(選んだ文章):
● ● ● ● ●

バルト曰く、「言語」とは、同時代の作家たちに共通する規則や慣習を含み、歴史的な背景を持つ、いわば作家の可能性を制限する否定性として機能するものである。また、「文体」とは、作家個人の身体性やその過去によって作り出された気質から生じるもので、これまた、自身で自由に変更することのできないものである。つまり、「言語」も「文体」も、それぞれ時代や生物学的な与件から自然に生まれてくるもの、選択する余地のない、作家にとって所与のもの、ということだ。人は、自由に語っているつもりでいても、「言語」、「文体」というある一定の規則と習慣とに従っているわけだ。

● ● ● ● ●

(データ抜粋):
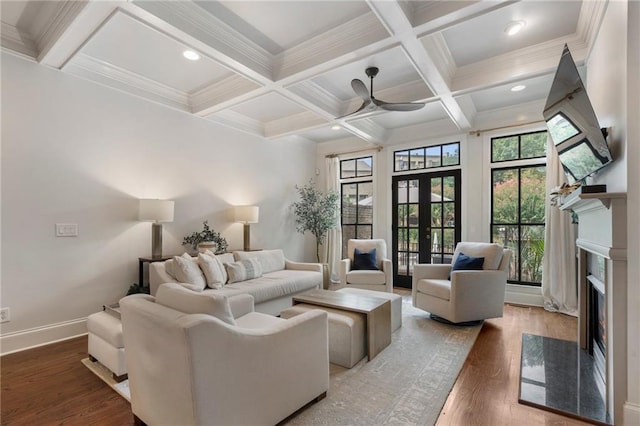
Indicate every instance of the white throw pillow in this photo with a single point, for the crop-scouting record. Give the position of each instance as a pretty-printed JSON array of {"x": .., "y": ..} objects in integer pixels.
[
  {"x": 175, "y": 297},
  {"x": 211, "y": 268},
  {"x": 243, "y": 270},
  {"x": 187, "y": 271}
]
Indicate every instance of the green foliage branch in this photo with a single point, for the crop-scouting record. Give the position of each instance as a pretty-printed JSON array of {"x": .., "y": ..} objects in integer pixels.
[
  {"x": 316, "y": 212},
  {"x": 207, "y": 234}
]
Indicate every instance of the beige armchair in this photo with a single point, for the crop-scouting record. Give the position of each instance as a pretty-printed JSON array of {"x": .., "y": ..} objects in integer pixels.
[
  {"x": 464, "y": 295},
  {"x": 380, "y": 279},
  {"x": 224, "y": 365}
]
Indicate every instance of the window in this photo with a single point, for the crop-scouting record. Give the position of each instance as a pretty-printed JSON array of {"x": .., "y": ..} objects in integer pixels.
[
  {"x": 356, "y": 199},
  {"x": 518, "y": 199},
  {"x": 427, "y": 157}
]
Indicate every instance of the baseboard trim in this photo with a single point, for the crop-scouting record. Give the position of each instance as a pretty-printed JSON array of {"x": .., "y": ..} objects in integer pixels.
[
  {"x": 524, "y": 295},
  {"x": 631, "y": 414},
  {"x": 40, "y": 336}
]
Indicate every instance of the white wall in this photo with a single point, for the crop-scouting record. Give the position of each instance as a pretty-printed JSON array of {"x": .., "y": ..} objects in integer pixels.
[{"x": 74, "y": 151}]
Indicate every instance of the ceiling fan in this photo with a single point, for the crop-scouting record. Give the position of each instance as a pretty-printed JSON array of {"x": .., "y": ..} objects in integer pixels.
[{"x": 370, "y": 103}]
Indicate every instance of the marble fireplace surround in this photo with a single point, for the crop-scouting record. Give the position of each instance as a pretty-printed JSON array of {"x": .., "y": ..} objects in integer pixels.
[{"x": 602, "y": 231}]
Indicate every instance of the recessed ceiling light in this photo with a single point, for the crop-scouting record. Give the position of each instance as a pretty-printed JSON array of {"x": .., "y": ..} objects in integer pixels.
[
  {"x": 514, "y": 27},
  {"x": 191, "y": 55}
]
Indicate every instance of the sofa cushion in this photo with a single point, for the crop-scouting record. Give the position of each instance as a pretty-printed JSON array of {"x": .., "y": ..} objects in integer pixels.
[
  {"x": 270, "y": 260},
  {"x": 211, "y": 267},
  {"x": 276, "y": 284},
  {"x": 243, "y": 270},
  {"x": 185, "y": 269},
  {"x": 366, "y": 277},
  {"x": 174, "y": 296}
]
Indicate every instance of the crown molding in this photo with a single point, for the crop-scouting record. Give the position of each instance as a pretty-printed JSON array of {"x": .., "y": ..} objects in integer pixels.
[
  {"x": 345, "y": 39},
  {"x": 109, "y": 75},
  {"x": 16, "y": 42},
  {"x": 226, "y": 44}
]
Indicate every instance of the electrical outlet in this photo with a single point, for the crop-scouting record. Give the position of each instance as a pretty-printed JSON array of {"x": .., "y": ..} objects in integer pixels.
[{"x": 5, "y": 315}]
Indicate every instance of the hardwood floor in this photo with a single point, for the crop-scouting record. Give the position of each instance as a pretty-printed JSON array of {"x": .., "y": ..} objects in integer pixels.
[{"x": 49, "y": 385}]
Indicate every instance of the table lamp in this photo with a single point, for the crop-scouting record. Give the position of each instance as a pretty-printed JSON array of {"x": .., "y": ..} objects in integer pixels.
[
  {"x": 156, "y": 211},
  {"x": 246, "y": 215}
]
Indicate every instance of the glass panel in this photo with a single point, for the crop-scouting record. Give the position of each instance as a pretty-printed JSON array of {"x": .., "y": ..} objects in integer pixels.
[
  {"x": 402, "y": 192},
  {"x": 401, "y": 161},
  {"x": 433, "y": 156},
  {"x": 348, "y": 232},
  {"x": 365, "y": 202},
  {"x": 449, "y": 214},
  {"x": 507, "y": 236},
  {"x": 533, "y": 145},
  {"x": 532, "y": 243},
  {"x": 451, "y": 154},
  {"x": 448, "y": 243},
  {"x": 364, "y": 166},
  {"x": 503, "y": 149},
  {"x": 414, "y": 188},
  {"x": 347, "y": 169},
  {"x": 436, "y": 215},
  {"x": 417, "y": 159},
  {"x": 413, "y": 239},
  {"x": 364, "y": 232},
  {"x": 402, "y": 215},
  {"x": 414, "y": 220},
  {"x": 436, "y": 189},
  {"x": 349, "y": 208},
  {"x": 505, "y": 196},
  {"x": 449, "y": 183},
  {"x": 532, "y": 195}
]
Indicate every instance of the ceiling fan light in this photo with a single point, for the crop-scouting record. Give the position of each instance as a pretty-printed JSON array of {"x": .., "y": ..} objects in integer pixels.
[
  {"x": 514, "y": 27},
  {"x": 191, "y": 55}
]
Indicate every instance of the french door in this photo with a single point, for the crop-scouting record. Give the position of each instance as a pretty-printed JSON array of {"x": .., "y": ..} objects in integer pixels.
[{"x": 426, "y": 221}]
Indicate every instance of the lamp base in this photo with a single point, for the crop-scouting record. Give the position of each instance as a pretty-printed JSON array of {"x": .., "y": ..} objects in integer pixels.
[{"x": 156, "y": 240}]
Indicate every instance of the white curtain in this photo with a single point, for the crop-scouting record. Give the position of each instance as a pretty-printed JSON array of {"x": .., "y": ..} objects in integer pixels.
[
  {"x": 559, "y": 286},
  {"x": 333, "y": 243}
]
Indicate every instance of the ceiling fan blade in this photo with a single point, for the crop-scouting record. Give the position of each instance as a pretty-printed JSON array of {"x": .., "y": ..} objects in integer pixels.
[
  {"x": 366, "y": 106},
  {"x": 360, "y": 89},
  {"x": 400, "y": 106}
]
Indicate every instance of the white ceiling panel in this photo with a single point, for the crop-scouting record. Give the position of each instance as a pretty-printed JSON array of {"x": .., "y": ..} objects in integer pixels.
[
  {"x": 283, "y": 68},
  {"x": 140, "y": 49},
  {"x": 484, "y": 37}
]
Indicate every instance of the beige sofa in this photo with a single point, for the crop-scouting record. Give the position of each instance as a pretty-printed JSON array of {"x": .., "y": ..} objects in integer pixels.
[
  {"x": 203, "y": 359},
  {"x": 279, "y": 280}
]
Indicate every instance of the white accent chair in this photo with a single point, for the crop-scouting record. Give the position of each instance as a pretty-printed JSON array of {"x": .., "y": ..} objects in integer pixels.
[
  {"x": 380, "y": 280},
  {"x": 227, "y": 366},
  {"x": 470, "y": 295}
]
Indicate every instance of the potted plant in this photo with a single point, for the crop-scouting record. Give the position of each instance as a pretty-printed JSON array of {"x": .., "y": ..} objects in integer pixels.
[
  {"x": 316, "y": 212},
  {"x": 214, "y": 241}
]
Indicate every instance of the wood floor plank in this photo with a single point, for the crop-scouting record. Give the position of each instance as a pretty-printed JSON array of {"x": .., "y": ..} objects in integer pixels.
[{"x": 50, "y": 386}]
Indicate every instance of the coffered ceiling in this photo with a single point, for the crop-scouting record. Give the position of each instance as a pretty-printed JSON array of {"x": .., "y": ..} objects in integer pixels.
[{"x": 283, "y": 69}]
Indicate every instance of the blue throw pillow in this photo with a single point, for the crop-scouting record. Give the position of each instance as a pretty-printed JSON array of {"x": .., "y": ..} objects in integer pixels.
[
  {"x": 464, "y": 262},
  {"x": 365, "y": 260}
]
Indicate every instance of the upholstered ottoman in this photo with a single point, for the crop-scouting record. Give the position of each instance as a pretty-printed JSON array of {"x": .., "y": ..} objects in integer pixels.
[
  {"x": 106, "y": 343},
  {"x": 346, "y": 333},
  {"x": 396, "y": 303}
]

● ● ● ● ●

(課題の内容): 「言語」と「文体」を論じた文章のうち、「バルト曰く、「言語」とは、同」を含む語句で始まり「と習慣とに従っているわけだ。」で終わる部分を、「気質」を「性格」に置き換えて書き直してもらえますか？

(課題の完成形):
バルト曰く、「言語」とは、同時代の作家たちに共通する規則や慣習を含み、歴史的な背景を持つ、いわば作家の可能性を制限する否定性として機能するものである。また、「文体」とは、作家個人の身体性やその過去によって作り出された性格から生じるもので、これまた、自身で自由に変更することのできないものである。つまり、「言語」も「文体」も、それぞれ時代や生物学的な与件から自然に生まれてくるもの、選択する余地のない、作家にとって所与のもの、ということだ。人は、自由に語っているつもりでいても、「言語」、「文体」というある一定の規則と習慣とに従っているわけだ。